VORLIEGENDER TEXTAUSZUG
Am Morgen eine unerwünschte gute Sicht, dass der Hako dem MNO, auf V-Boot und dem Schlepper Befehl gab, zur Aufklärung voraus zu laufen. Es wurde weit nach Norden ausgeholt, Richtung Thassos. Gegen 09.00 Uhr FT von Admiral Ägäis aufgenommen, dass mit schwerer Luftgefahr ab sofort zu rechnen ist. Luftwarnung an die anderen Boote.
An Bord wurden alle erforderlichen Massnahmen getroffen. Darauf Kurs Athos genommen, um dichter unter die Küste und damit möglichst gegen Fliegerangriffe gesichert zu sein.
Am Fusse des Athos plötzlich anlaufendes schnelles Motorboot mit dippender Flagge. Absicht unklar. Motorboot eröffnet Feuer mit Infanteriewaffen auf grössere Entfernung. Feuer von
" Dimitria " mit 2 cm Geschütz erwidert. Nach 5 Schuss Volltreffer, Boot in Brand geschossen und setzt auf Strand.
Daraufhin weiter von Land abgesetzt, nachdem entsprechender Spruch an " Triada " gegeben wurde. Bis 16.30 Uhr keine besonderen Vorkommnisse.

ARBEITSANWEISUNGEN
1 – Wie lautet der Tagebuchauszug von „Am Morgen eine“ bis einschließlich „gesichert zu sein.“, wenn Sie darin „Luftwarnung“ durch „Fliegerwarnung“ ersetzen?
2 – Wie könnte der Tagebuchauszug über die Fahrt vor dem Athos nach seinem letzten Satz weitergehen? Führen Sie ihn fort.

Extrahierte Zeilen
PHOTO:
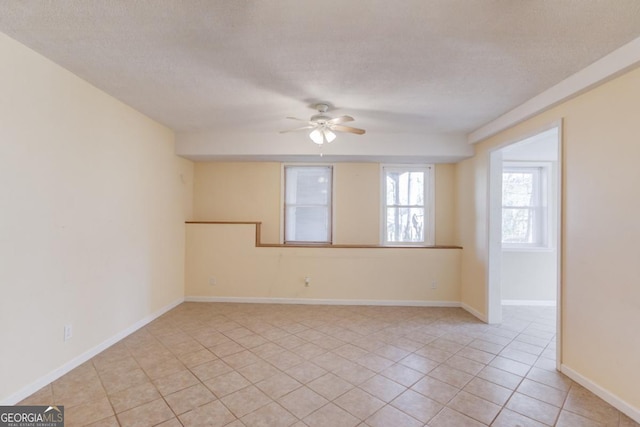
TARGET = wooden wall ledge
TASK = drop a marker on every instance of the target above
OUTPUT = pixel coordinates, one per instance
(259, 243)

ANTWORTEN JE AUFGABE
1 –
Am Morgen eine unerwünschte gute Sicht, dass der Hako dem MNO, auf V-Boot und dem Schlepper Befehl gab, zur Aufklärung voraus zu laufen. Es wurde weit nach Norden ausgeholt, Richtung Thassos. Gegen 09.00 Uhr FT von Admiral Ägäis aufgenommen, dass mit schwerer Luftgefahr ab sofort zu rechnen ist. Fliegerwarnung an die anderen Boote.
An Bord wurden alle erforderlichen Massnahmen getroffen. Darauf Kurs Athos genommen, um dichter unter die Küste und damit möglichst gegen Fliegerangriffe gesichert zu sein.

2 –
16.30 Uhr vier Fahrzeuge in Sicht, " Triada " wurde gewarnt und Waffen besetzt. Angelegenheit erschien jedoch harmlos, da drei Boote Abstand hielten und das kleinste Fahrzeug anscheinend vorbeilief.
Plötzlich MG-Feuer von dem kleinen M.S. auf " Triada ". " Triada " erwiderte das Feuer mit 2 cm, ein Treffer erzielt. Ein Mann der Flak erheblich verwundet. Mit " Dimitria " zur Hilfeleistung beigedreht. Boot drehte in Richtung Bucht ab und verschwand. Marsch wurde fortgesetzt.
19.30 Uhr Stavros – Küste angesteuert. Bei Annähern der Boote verschiedentlich Blinksignale, ohne Sinn und Bedeutung, wie sich später herausstellte, durch Heereseinheit. Bei der Unsicherheit der Lage, Küste nicht angelaufen.
Gegen 21.00 Uhr von " Dimitria " nochmals Blinksignal " Hier Hako ", darauf sofort Antwort, hier MNO, Boote durch MNO in Stavros eingelotst. 21.45 Uhr fest, längseits MFP Verwundete ausgeschifft. Lage erkundet.

Meldung von MNO über seinen Marsch ergab:
Gefecht mit Bandensegler auf grosse Entfernung. Segler drehte nach Beschuss ab. Der griech. Maschinist war sofort nach beginn des Gefechtes ausgestiegen und versuchte mit dem Beiboot zu entkommen. Er wurde zwangsweise zurückgeholt.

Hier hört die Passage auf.